++++ DATASET RECORDS ++++

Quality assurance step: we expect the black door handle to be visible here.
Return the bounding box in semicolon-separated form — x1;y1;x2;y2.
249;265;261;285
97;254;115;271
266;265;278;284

++++

# EXERCISE DETAILS
Write out all the material exactly.

# TASK OUTPUT
Quality assurance step: we expect the black door handle to be visible here.
Return the bounding box in semicolon-separated form — x1;y1;x2;y2.
249;265;261;285
97;254;115;271
266;265;278;284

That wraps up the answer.